Recorded data
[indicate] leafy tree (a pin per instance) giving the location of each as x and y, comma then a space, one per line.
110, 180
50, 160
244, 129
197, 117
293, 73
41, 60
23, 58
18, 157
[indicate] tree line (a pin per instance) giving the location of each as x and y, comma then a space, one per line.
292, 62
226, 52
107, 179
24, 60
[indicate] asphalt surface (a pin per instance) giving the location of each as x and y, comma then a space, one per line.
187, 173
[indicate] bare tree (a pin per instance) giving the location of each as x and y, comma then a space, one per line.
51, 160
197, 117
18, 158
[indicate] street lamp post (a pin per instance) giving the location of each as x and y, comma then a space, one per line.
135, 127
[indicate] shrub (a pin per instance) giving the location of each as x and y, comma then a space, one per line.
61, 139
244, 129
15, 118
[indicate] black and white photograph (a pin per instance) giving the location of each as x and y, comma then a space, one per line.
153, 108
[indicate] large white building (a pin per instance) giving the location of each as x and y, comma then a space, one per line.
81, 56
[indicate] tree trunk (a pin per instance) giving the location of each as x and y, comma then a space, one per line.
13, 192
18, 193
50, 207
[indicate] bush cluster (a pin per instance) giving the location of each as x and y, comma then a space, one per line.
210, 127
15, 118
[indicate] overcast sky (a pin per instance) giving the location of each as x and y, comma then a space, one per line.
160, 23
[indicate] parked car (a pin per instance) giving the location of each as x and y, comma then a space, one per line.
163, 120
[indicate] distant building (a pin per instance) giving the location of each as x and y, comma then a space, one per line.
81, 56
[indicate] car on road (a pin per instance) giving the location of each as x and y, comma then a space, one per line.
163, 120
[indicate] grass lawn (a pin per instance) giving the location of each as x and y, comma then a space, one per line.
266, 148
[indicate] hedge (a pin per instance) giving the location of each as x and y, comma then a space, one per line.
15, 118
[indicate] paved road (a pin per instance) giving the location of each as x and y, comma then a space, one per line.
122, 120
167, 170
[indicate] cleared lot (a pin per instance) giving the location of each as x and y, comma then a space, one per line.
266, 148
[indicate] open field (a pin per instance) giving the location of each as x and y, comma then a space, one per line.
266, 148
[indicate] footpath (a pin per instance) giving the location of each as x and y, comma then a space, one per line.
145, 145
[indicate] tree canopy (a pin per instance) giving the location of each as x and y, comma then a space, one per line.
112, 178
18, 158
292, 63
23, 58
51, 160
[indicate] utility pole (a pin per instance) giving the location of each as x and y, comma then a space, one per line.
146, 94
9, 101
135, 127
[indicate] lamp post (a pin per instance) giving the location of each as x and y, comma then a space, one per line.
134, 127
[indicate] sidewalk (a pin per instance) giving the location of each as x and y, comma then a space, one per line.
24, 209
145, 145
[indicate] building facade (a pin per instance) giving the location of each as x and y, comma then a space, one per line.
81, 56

> _What you should do_
In your answer, print every entry exactly as it appears.

> _Expected answer_
[indicate] leafy tree (a pin per instance) giving the location of each as x and y, comma then a space, one per line.
110, 180
50, 160
244, 129
197, 117
293, 73
41, 60
23, 58
18, 157
[indicate] tree line (a pin per instance) giving the location of each as x and y, comma then a space, one per line.
292, 62
226, 52
107, 179
24, 60
[indicate] asphalt surface (a pin per instance) giving the location of each as x and y, comma then a space, one per line.
187, 173
[indicate] bare tree (a pin per instance) giving the location of each as x and y, comma then a space, one per line.
51, 160
197, 117
18, 158
[indicate] street lamp post (a pin per instance) giving the location of each as x and y, comma then a space, one per line.
135, 127
[indicate] shrub (a pin per instance) giving the location of each as x and y, comma then a space, one per line.
61, 139
244, 129
15, 118
[indicate] black and white photograph (a pin per instance) giving the location of each as x and y, comma then a space, one per line.
153, 108
[indicate] large white building (a pin per instance) giving the location of each as x and y, comma then a space, one per line.
81, 56
[indicate] tree trunk (a pin per instance) giving the location of each as x and y, comma then a space, one per line.
13, 192
18, 193
50, 207
[indicate] bush cluster (a pin per instance) giving the location of each as x and y, comma then a space, one per line.
210, 127
15, 118
[indicate] overcast sky (a pin per instance) giving the location of each as x and y, comma then a space, one per line.
160, 23
[indicate] parked car (a pin per instance) giving the location of each as x and y, comma then a space, one per line.
163, 120
[indicate] distant building (a pin per instance) giving the location of each as x and y, comma then a space, one per line.
81, 56
[indicate] car on road (a pin per instance) giving the location of each as x and y, comma then a space, one per line.
163, 120
[indicate] grass lawn (a pin per instance) giving the location of each as x and y, comma then a space, one per line.
266, 148
[indicate] hedge (a pin per instance) giving the location of each as x and y, comma then a space, one per line.
15, 118
[indicate] paved road (a pin per instance) giving the location of each as x and y, comma then a space, one per line.
122, 120
167, 170
[indicate] cleared lot (a pin per instance) giving the location of each as x and y, comma then a space, one per line.
266, 148
[indicate] open field (a pin per instance) giving the location of each as x and y, comma then a space, one per line.
266, 148
[indicate] footpath (a pin per instance) giving the location of each as x and y, comma then a space, one per line.
145, 145
[indicate] tree canopy (a pin per instance) giving the location of each as x and y, comma then a space, one per line.
112, 178
18, 158
292, 63
23, 58
51, 160
[indicate] utility pole (a pin per instance) giving the location of each as x and y, comma then a space, one per line.
146, 94
9, 101
135, 127
[indicate] lamp post (a pin per instance) giving the location of each as x and y, comma then a space, one per line.
134, 127
[indicate] sidewalk (a pin per instance) giving the location of each as x and y, comma then a space, one per line.
24, 209
145, 145
[indicate] building facade (a pin per instance) giving the location of each as x and y, comma then a space, one per line.
81, 56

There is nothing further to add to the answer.